## Work request
Check every line below for the string "steeple", and copy the lines that contain it.

[Dataset records]
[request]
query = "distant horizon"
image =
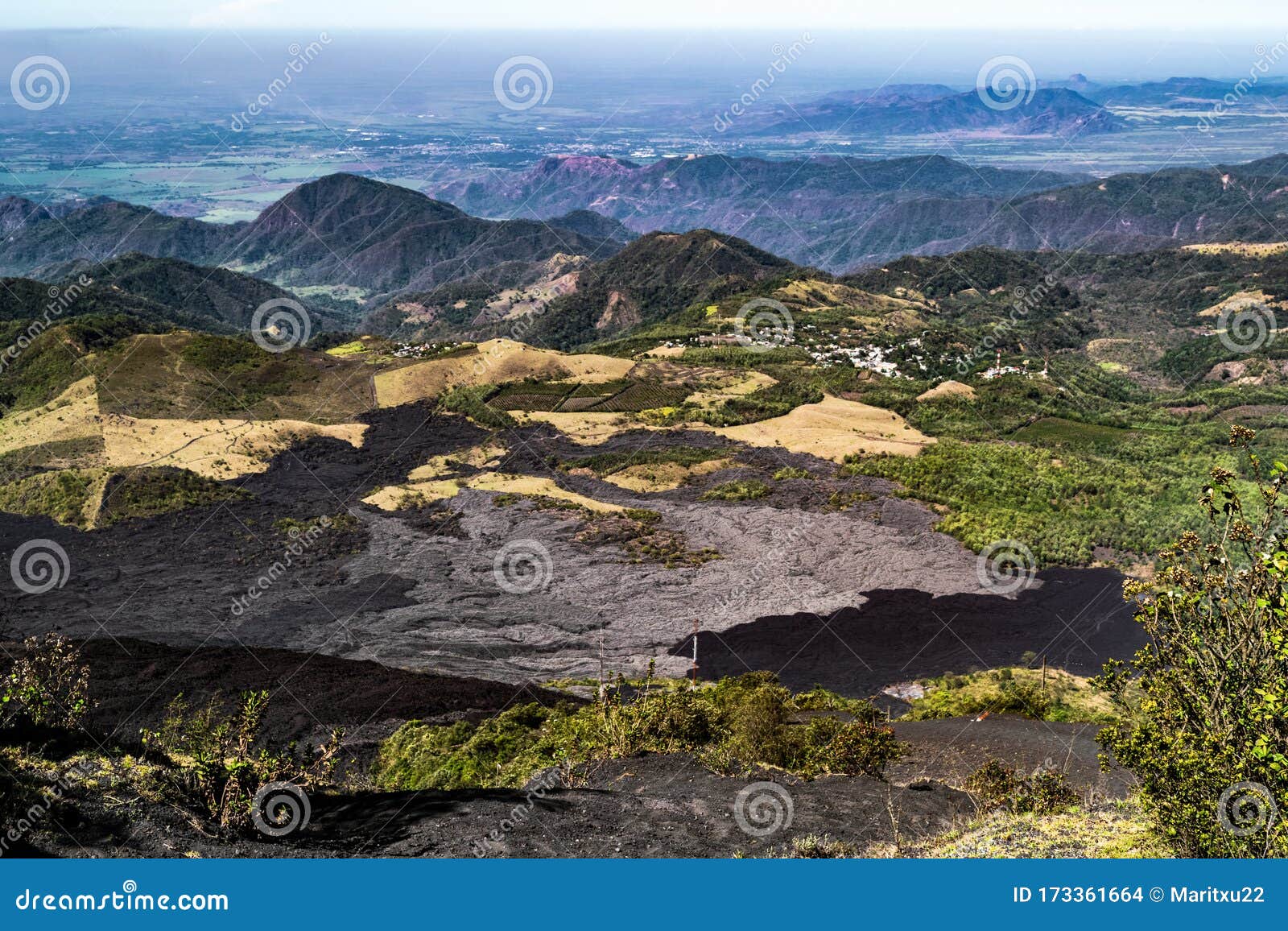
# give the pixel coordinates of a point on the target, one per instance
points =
(716, 14)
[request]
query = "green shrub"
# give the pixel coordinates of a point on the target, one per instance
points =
(1208, 735)
(737, 491)
(790, 472)
(731, 726)
(222, 761)
(48, 686)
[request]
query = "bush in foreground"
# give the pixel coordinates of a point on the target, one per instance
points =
(1208, 733)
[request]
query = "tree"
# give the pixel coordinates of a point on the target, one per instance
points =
(1204, 701)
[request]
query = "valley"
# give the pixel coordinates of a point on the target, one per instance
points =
(526, 494)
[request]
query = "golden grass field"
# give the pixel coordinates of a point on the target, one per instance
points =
(217, 449)
(834, 428)
(495, 362)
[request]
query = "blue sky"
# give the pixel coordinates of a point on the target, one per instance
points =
(1266, 17)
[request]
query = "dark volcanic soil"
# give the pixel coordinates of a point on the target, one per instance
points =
(854, 600)
(1075, 619)
(133, 681)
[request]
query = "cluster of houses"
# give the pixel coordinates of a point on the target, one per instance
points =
(420, 350)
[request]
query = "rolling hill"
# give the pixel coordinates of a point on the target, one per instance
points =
(341, 231)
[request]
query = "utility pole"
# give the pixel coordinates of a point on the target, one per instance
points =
(695, 652)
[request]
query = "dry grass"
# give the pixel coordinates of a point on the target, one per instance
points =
(1236, 300)
(1099, 830)
(217, 449)
(396, 497)
(150, 377)
(667, 351)
(834, 428)
(487, 455)
(493, 362)
(71, 416)
(584, 429)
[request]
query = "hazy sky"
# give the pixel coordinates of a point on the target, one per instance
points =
(1199, 16)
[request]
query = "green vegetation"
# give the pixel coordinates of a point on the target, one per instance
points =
(742, 490)
(472, 401)
(221, 761)
(609, 463)
(48, 685)
(70, 497)
(242, 373)
(147, 493)
(1208, 734)
(732, 726)
(1114, 830)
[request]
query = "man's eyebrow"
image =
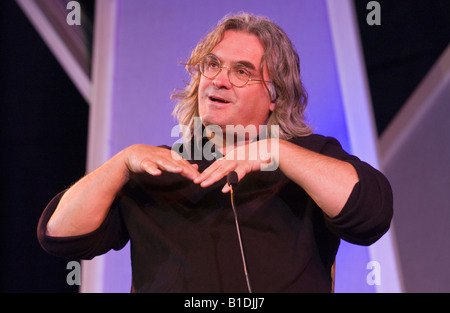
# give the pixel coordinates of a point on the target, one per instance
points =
(247, 64)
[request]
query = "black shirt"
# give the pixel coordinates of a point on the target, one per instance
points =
(183, 237)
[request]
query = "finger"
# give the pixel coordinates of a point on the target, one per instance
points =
(189, 171)
(207, 172)
(218, 174)
(150, 167)
(168, 166)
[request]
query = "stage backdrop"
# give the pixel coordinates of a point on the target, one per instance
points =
(149, 42)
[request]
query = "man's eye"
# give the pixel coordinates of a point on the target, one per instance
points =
(213, 65)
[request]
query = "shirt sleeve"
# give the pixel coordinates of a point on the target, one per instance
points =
(368, 212)
(111, 234)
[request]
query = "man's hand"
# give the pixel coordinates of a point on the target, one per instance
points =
(154, 160)
(243, 160)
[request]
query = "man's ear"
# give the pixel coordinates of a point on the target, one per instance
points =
(271, 106)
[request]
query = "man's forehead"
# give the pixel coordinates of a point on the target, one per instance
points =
(239, 46)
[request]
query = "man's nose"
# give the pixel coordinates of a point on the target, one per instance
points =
(222, 80)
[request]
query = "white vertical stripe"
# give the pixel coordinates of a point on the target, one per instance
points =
(59, 49)
(360, 121)
(100, 117)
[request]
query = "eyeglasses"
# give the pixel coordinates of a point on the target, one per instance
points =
(238, 74)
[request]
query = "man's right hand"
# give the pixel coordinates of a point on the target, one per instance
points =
(154, 160)
(85, 205)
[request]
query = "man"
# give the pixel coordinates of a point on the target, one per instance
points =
(176, 211)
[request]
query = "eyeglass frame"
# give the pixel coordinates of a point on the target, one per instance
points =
(221, 66)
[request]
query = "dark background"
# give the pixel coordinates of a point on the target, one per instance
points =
(43, 133)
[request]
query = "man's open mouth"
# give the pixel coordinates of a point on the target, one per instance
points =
(218, 99)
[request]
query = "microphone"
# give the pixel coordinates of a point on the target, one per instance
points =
(232, 180)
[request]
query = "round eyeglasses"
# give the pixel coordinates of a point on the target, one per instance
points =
(238, 74)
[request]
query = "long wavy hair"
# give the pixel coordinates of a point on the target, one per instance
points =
(283, 64)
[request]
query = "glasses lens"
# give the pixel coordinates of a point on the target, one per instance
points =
(210, 66)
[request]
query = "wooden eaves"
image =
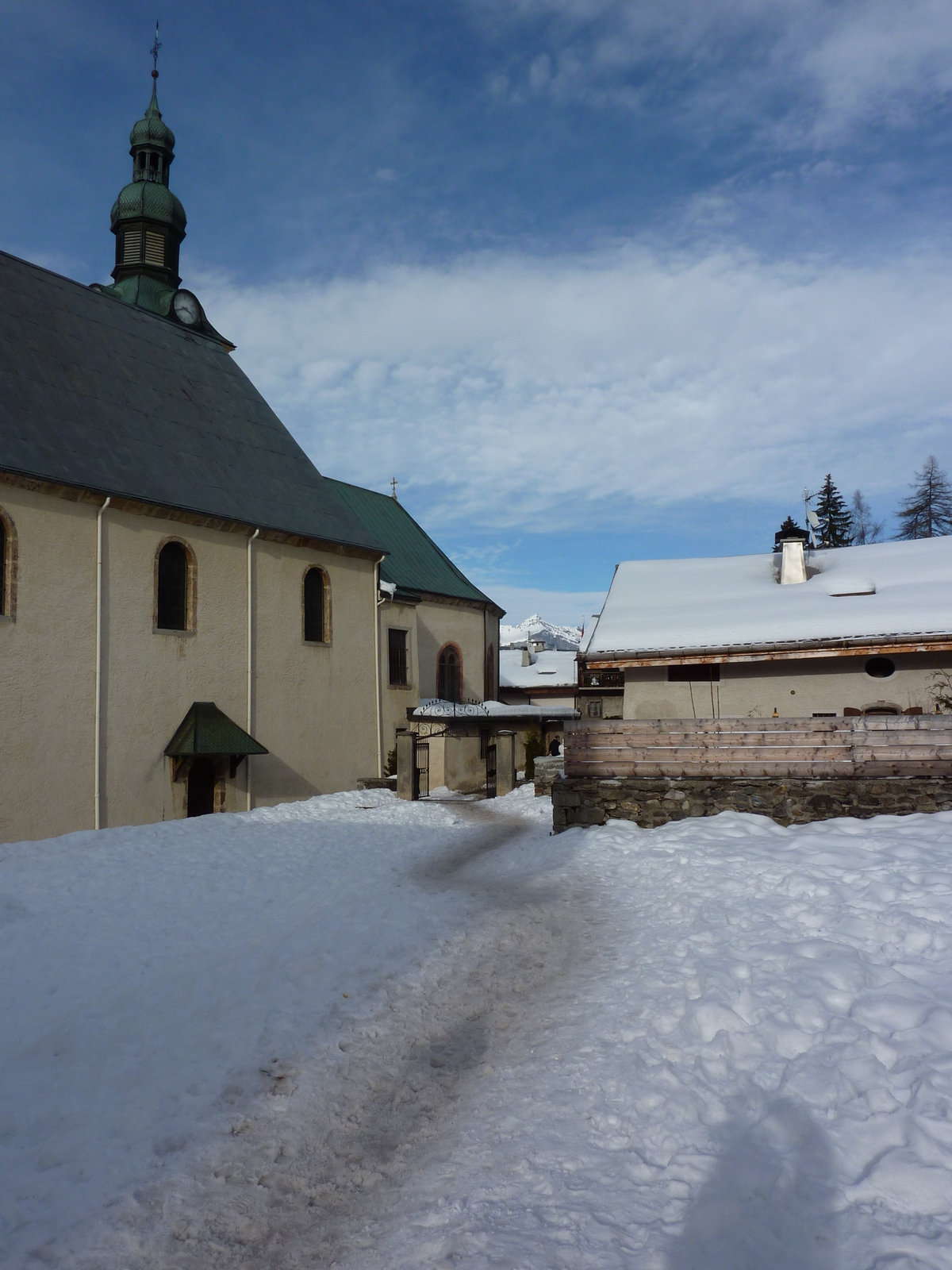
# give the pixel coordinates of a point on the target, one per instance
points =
(781, 652)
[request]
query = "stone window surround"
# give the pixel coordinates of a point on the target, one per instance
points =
(459, 652)
(190, 590)
(8, 582)
(409, 686)
(328, 629)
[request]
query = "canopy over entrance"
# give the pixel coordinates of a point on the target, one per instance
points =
(209, 730)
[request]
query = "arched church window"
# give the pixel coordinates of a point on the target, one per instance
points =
(450, 667)
(8, 567)
(173, 588)
(315, 602)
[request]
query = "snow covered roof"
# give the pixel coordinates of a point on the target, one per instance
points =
(734, 602)
(549, 670)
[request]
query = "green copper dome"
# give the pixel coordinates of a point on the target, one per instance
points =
(148, 200)
(150, 130)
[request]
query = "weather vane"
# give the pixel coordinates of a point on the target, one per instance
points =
(154, 51)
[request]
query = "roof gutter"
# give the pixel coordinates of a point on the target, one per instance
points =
(99, 662)
(248, 729)
(778, 652)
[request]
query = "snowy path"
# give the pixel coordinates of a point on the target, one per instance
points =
(717, 1045)
(317, 1175)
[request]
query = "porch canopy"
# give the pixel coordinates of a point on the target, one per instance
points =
(207, 730)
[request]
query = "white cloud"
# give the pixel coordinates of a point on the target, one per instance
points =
(601, 391)
(816, 70)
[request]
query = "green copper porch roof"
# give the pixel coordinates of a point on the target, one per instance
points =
(414, 562)
(209, 730)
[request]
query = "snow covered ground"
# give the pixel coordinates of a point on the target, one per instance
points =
(378, 1034)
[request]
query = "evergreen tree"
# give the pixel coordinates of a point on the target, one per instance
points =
(865, 529)
(838, 524)
(927, 514)
(789, 530)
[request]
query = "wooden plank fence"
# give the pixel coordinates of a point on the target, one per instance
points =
(805, 749)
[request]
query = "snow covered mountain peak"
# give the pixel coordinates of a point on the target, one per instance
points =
(554, 638)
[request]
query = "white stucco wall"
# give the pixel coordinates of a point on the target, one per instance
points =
(313, 706)
(795, 689)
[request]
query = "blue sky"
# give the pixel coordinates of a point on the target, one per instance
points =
(593, 279)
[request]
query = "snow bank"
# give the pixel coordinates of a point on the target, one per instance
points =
(720, 1043)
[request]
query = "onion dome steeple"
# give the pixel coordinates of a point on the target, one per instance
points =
(148, 220)
(149, 224)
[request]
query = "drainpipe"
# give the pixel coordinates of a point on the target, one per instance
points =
(248, 729)
(376, 662)
(99, 658)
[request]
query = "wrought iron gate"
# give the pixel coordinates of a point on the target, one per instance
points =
(422, 768)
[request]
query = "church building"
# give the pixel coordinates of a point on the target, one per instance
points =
(190, 614)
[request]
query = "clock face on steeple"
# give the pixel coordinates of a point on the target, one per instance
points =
(187, 308)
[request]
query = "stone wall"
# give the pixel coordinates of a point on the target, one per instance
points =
(655, 800)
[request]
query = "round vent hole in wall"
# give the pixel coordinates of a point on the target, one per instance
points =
(880, 667)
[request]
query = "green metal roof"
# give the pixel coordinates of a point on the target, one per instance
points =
(111, 398)
(207, 730)
(414, 562)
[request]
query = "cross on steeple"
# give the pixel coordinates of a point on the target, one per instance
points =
(154, 51)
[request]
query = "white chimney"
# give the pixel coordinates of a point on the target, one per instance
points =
(793, 564)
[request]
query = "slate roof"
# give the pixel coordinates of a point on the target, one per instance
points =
(101, 395)
(414, 562)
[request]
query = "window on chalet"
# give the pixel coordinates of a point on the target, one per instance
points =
(171, 607)
(315, 607)
(450, 673)
(397, 651)
(693, 675)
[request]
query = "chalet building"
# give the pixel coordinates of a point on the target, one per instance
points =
(190, 614)
(848, 632)
(545, 679)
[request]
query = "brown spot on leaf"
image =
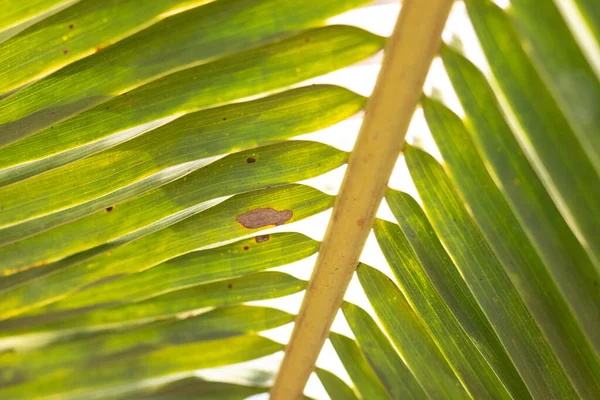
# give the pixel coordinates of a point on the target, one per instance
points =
(260, 217)
(262, 238)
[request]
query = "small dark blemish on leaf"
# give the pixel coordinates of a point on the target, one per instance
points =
(261, 217)
(262, 238)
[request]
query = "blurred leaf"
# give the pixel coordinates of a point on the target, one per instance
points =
(447, 309)
(335, 387)
(545, 134)
(490, 285)
(513, 249)
(80, 354)
(357, 366)
(191, 388)
(563, 256)
(183, 358)
(387, 364)
(409, 336)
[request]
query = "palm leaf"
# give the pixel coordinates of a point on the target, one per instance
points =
(146, 151)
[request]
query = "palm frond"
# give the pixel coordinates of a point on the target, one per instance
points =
(148, 148)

## Reply
query = "onion dome steeple"
query = "clock face on steeple"
query = "cross on steeple"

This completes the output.